**HOW TO COMPLETE THIS TASK**
Output every entry below word for word, minus the images.

Stored items:
┄┄┄┄┄┄┄┄┄┄
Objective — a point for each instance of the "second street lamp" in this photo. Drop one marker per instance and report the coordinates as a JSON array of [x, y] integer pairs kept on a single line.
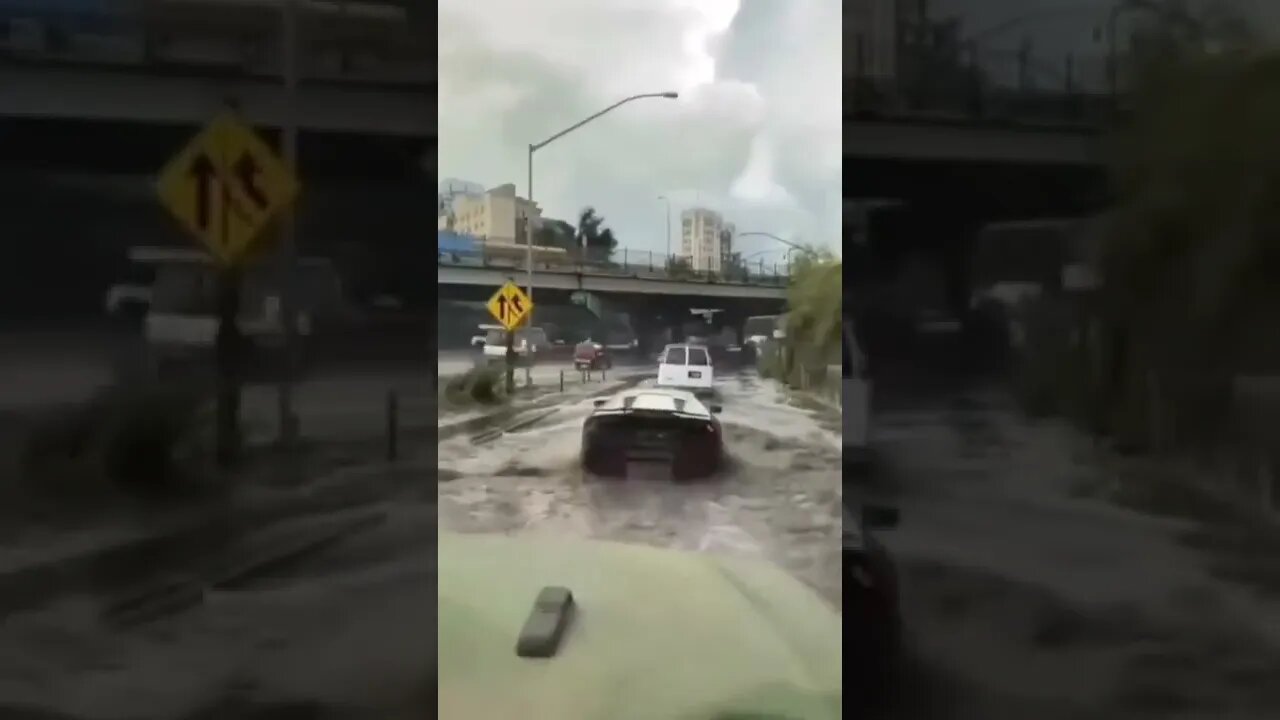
[[534, 147]]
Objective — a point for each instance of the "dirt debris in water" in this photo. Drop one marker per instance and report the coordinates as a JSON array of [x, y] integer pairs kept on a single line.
[[777, 497]]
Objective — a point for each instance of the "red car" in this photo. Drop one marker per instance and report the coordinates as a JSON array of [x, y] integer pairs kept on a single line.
[[590, 355]]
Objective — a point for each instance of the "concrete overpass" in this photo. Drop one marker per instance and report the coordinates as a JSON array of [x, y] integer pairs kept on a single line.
[[972, 142], [487, 279], [653, 302], [190, 96]]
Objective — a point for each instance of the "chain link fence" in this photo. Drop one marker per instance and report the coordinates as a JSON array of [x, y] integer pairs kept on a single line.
[[620, 261]]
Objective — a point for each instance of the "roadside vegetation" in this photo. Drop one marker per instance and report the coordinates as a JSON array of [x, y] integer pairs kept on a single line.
[[1187, 256], [142, 442], [813, 324], [481, 386]]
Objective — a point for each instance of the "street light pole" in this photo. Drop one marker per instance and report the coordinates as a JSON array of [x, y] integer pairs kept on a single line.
[[667, 200], [288, 429], [534, 147]]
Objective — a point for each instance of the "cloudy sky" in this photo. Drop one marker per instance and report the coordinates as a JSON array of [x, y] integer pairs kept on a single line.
[[755, 132], [1059, 27]]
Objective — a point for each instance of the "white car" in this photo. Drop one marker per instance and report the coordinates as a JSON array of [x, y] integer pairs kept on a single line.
[[686, 367], [855, 400], [526, 343], [652, 424]]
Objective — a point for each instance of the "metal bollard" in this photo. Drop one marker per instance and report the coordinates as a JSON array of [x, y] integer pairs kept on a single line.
[[392, 425]]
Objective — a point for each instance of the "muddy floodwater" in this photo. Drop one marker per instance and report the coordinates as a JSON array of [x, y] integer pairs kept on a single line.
[[778, 496]]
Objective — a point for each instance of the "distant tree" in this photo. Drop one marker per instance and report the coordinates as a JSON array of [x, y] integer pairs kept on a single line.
[[595, 236], [734, 267], [556, 233], [1189, 258]]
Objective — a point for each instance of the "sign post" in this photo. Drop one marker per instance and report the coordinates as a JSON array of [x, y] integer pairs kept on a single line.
[[225, 186], [511, 306]]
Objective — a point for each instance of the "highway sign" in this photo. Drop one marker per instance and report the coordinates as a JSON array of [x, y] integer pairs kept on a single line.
[[510, 305], [225, 186]]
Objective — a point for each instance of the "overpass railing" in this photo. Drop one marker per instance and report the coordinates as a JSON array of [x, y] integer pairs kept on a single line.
[[982, 86], [621, 263]]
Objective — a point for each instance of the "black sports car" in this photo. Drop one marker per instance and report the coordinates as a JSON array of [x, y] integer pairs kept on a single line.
[[659, 425], [873, 624]]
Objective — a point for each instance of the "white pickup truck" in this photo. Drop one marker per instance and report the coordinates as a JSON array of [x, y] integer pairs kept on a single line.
[[855, 400]]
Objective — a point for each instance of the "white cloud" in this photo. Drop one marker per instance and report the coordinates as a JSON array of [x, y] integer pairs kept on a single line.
[[755, 132]]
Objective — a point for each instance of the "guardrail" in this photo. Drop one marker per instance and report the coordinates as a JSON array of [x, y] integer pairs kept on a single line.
[[988, 86], [621, 263]]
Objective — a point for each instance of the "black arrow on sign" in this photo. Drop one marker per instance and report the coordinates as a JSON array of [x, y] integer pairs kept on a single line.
┄┄┄┄┄┄┄┄┄┄
**THE COMPLETED TASK**
Objective — a point for each instance of the "second street lamp" in this photo. Drop one marker per instance and report the coordinates as a JSON array of [x, y] integer pairs kept on a single line.
[[534, 147]]
Objective — a point for each instance of the "dirt debris in water" in this photo. Drop one marker per instance and report the coordinates as a JSON array of [x, y] integer pairs kept on a single line.
[[777, 497]]
Objective — a point for each instance of the "red car" in this photo. Drop one marker per instance and report the coordinates as a JSON array of [x, y] integer pairs kept on a single line.
[[590, 355]]
Objective — a point for each instance of the "concrete overpass" in this photo. Drop one marker per instance and report the coordinates as a JSON array of [x, y] integer pairs kept on a single line.
[[972, 142], [487, 279], [653, 302], [190, 96]]
Objective — a point for each instance of the "chain link fence" in this photo. Drop one marker per instance and report the coordinates as a JSON array of [x, y] integer pairs kept on a single line.
[[620, 261]]
Objective — a point for each instance of the "roadside vegetation" in this photo. Drop one marker per instance and report the coordinates as a JSON array of [x, y] integer pairs kept on a single line.
[[1187, 256], [142, 442], [813, 324], [481, 386]]
Objective — a point for each instance of the "street light pole" in this photo. Drop one marker per instance and report the coordinates as a JSON array of [x, y] integer pairs kept on a single line.
[[667, 200], [288, 429], [534, 147]]
Objective — a point for each instance of the "cloudy sky" in this photo. Drop one marker per instance and report the coordinates as a JSON array of [x, y] integer pairs kept on a single line.
[[755, 132], [1059, 27]]
Objective — a point for each instance of the "white car" in this photo. Drop one marker per instance and report the coordinates as a JSON array of [x, y] integer pairs kept on a single line.
[[686, 367], [855, 400], [526, 343], [652, 424]]
Objective — a point for each instance of the "metal bollard" in this photo. Drop one marker per instance and report the coordinates as a JSON array of [x, y] integer pairs kept on a single line.
[[392, 425]]
Objective — a point for each instance of the "muddy floodwater" in this photo. Drop one marker per instance and report the coordinates as a JSON array of [x, y] integer pairs kept on a single line.
[[778, 496]]
Objective — a point for each instance of the "distant tree" in this photo. Drop one marker per instance and report the coordinates as a JSON array of [x, y] integer pairs kept on a single line.
[[595, 236], [734, 267], [556, 233], [1189, 258]]
Objective — a point for each instance of the "sign post" in this photo. Drop one marker per instance and report the coordinates as a JSON array of [x, y] integer pairs kept on a single line.
[[225, 186], [511, 306]]
Objective — a point for each instance of the "highway sign" in this photo. Drop one marker per instance and report the coordinates as a JSON array of [x, y] integer pairs kept on a single line.
[[510, 305], [225, 186]]
Objective — a point for each instance of the "overpass railing" in this photo. Drop one marker per instance and report the coordinates as a JSON array of [x, y] integer pairs kept on a single line.
[[982, 86], [621, 263]]
Objective — a point for each instance of the "black sports car" in this photo. Drop one marker per instance and report the coordinates as a JSON array of [x, y] integer pairs kept on a single line.
[[659, 425], [873, 624]]
Objective — a point for each instance of the "white pickup truck" in this photo. Drop one marker per instance and report the coordinates as a JSON array of [x, y] integer pairs kept on a single line.
[[855, 400]]
Objective — a point for each instance of the "white cloud" in this photo. Drop one marker per instance and report the coordinates as a JSON array of [x, y] integer pairs kept on a single line.
[[755, 132]]
Objective — a point for each instance of the "guardrail" in this photo. Drop one marker per instance and report the coordinates as a JSON array of [x, y] integer pairs kept on a single line.
[[988, 86], [621, 263]]
Objective — a point for each instance of the "black arrow on sign" in this photo. Drop one marker per instance and report the coordinates as a JSON array of [x, y] integer pairs kept on a single line.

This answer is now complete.